── Entries provided ──

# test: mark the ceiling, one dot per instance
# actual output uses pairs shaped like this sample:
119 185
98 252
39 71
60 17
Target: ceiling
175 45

───

[Task statement]:
All the data above should be set down a second time, exactly.

[Result]:
# test: mark the ceiling, one dot per instance
# actual output uses pairs shaped like this sample:
119 185
98 252
39 71
60 17
Target: ceiling
175 45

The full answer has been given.